(Location identification items)
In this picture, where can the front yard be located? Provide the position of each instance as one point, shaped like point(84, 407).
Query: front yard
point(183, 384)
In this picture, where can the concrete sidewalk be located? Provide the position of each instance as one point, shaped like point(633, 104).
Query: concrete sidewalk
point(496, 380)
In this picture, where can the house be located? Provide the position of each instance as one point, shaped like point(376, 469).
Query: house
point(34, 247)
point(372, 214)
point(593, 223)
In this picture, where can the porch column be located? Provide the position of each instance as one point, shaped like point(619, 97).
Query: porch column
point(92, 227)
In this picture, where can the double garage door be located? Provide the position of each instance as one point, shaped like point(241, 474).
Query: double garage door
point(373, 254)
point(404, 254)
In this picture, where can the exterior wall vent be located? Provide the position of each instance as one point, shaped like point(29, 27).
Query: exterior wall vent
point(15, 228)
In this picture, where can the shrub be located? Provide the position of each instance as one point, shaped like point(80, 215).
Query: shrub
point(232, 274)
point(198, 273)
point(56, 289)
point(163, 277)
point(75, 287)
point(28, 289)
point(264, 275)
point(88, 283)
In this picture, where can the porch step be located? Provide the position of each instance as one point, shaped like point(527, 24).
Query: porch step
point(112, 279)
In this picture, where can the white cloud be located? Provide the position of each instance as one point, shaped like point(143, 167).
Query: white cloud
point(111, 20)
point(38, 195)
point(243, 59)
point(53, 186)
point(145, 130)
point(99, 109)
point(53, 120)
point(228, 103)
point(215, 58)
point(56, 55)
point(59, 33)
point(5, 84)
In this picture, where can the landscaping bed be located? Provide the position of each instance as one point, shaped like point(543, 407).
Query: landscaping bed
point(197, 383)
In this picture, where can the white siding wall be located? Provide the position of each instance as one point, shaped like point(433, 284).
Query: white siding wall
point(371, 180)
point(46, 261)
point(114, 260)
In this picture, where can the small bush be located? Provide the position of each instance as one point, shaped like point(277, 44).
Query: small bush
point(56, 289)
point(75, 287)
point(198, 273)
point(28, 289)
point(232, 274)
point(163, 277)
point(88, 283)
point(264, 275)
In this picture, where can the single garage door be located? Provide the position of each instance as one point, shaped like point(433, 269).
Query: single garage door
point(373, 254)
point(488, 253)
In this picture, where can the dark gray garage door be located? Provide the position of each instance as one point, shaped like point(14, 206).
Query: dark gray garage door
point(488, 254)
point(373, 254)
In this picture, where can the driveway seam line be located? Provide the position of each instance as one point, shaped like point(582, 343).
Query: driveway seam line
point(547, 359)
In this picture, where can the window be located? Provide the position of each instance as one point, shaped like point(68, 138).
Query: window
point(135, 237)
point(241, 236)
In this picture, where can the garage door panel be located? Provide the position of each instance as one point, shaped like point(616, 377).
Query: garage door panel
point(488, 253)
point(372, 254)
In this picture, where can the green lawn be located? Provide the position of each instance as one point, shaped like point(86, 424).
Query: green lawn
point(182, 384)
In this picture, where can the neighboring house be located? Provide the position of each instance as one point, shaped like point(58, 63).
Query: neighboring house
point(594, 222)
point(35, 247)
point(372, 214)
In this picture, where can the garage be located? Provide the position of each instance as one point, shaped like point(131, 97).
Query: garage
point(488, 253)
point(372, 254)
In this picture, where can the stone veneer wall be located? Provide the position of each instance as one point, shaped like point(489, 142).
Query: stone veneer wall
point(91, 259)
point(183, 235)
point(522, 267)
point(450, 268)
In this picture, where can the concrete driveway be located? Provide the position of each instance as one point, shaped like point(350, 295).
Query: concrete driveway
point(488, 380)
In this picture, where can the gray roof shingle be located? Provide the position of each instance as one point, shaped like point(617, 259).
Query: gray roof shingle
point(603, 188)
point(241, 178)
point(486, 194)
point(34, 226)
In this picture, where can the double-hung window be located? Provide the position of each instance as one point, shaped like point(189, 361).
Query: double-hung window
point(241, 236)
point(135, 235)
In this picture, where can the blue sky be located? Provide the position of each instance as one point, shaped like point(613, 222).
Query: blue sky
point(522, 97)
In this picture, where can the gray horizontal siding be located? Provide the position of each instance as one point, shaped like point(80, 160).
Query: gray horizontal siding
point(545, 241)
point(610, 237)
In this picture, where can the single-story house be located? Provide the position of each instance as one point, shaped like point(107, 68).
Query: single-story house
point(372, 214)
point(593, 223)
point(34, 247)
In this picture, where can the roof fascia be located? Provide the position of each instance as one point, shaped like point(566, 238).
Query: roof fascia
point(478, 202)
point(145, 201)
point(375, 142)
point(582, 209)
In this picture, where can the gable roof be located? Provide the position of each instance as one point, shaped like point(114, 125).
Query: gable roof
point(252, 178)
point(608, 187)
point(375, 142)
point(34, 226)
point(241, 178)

→ WRITTEN EXERCISE: Replace "be located" with "be found" everywhere it occurs in the material above, and write out all of its lines again with nothing else changed.

→ OUTPUT FOR THIS TASK:
In this picture, where can the front yard be found? Provide the position of each instance as one point, shaped like point(84, 407).
Query: front yard
point(183, 384)
In this picture, where can the concrete sidewalk be found? Provide the position of each instance as one point, shaped like point(633, 104).
Query: concrete sidewalk
point(496, 380)
In this picture, where can the house be found? Provide the position of each instance as one point, shaped like point(376, 469).
Query: house
point(34, 247)
point(372, 214)
point(593, 223)
In this picture, where can the porch column be found? Provide the position of each instance as one point, shaped like point(619, 97).
Query: porch column
point(92, 227)
In this picture, where can the double garage door be found? Provide the position of each instance as one point, shaped like point(241, 474).
Query: double garage door
point(373, 254)
point(404, 254)
In this picture, where can the exterior wall vent be found? Provide the position of each instance as one point, shaped like point(29, 27).
Query: exterior wall vent
point(15, 228)
In this picture, where can the shrub be found? Provide the position of each instance as one point, shaped like point(80, 215).
Query: shrub
point(232, 274)
point(198, 273)
point(56, 289)
point(163, 277)
point(75, 287)
point(28, 289)
point(264, 275)
point(88, 283)
In this picture, where can the porch step be found? Provide the position of each instance as one point, shaped like point(527, 24).
Query: porch step
point(112, 279)
In this picture, where can the white cloud be found? Provide the position of each instance as one point, shaped like point(143, 167).
Query: white cloud
point(111, 20)
point(38, 195)
point(243, 59)
point(53, 186)
point(145, 130)
point(99, 109)
point(53, 120)
point(228, 103)
point(215, 58)
point(56, 55)
point(59, 33)
point(5, 84)
In this picture, where can the landscaping bed be found? Provide the position of each instance as one point, shaped like point(543, 407).
Query: landscaping bed
point(197, 383)
In this picture, where can the white siding wall be found? Provide the position of each instance as one point, shaped like point(433, 284).
Query: white siding wall
point(371, 180)
point(46, 261)
point(114, 260)
In this picture, where can the small bush be found? Provide the position of each instance as one point, shaped like point(277, 44).
Query: small bush
point(56, 289)
point(75, 287)
point(198, 273)
point(28, 289)
point(232, 274)
point(163, 277)
point(88, 283)
point(264, 275)
In this picture, where can the single garage door be found? Provide the position of each instance as one point, shaped like point(433, 269).
Query: single garage door
point(373, 254)
point(488, 253)
In this picture, where can the dark gray garage door be found? Provide the position of each instance as one point, shaped like point(14, 206).
Query: dark gray garage door
point(488, 254)
point(373, 254)
In this picture, where can the driveway seam line be found? Provide the position of each instance as one point, shaped like point(582, 343).
Query: driveway seam line
point(547, 359)
In this picture, where can the window be found? Provide the position of each instance as one point, shaped like point(68, 138).
Query: window
point(135, 237)
point(241, 236)
In this picture, where can the garage door panel be found? Provide the position of each instance as one point, shaped like point(616, 377).
Query: garage door panel
point(488, 253)
point(372, 254)
In this picture, where can the green lawn be found? Provide the position of each instance as one point, shaped like point(86, 424).
Query: green lawn
point(182, 384)
In this picture, where can the neighboring house be found? Provide the position of each instance as one point, shaped like point(58, 63).
Query: neighboring house
point(594, 222)
point(35, 247)
point(372, 214)
In this picture, where can the garage be found? Provide the position of each instance as one point, shaped like point(131, 97).
Query: garage
point(488, 253)
point(372, 254)
In this picture, where can the stone veneer wall be found? Provide the position of each instance as one point, shaped like point(489, 142).
Query: stone veneer wall
point(91, 259)
point(183, 235)
point(522, 267)
point(450, 268)
In this picture, where can the concrete driveway be found? Provide the position of each instance as one point, shaped like point(350, 295).
Query: concrete driveway
point(488, 380)
In this picture, where can the gray roof shingle be found? Provide the position of each instance as one point, shaped like point(617, 259).
Query: gray roof shingle
point(603, 188)
point(241, 178)
point(486, 194)
point(34, 226)
In this picture, where can the double-hung window be found? Provide the position of each instance as one point, shaped like point(189, 361).
Query: double-hung window
point(241, 236)
point(135, 235)
In this picture, where can the blue sky be found? Provide the position of each instance as one point, shaped like point(613, 222).
Query: blue sky
point(522, 97)
In this picture, where can the gray horizontal siding be found? Provide the position of each instance as one point, shaped like point(80, 160).
Query: gray horizontal siding
point(545, 241)
point(610, 237)
In this picture, where can the single-story house be found? Provide the position of each instance as one point, shaped like point(107, 68).
Query: single-story house
point(372, 214)
point(593, 223)
point(34, 247)
In this picture, where can the roof fascia be found? Provide the position of each instance as one point, shaped like point(566, 238).
Query: roof fascia
point(478, 202)
point(145, 201)
point(375, 142)
point(582, 209)
In this picture, where can the gable roof be found? Provide the position of each instance as one point, shaped like point(114, 125).
Query: gable roof
point(252, 178)
point(608, 187)
point(375, 142)
point(34, 226)
point(241, 178)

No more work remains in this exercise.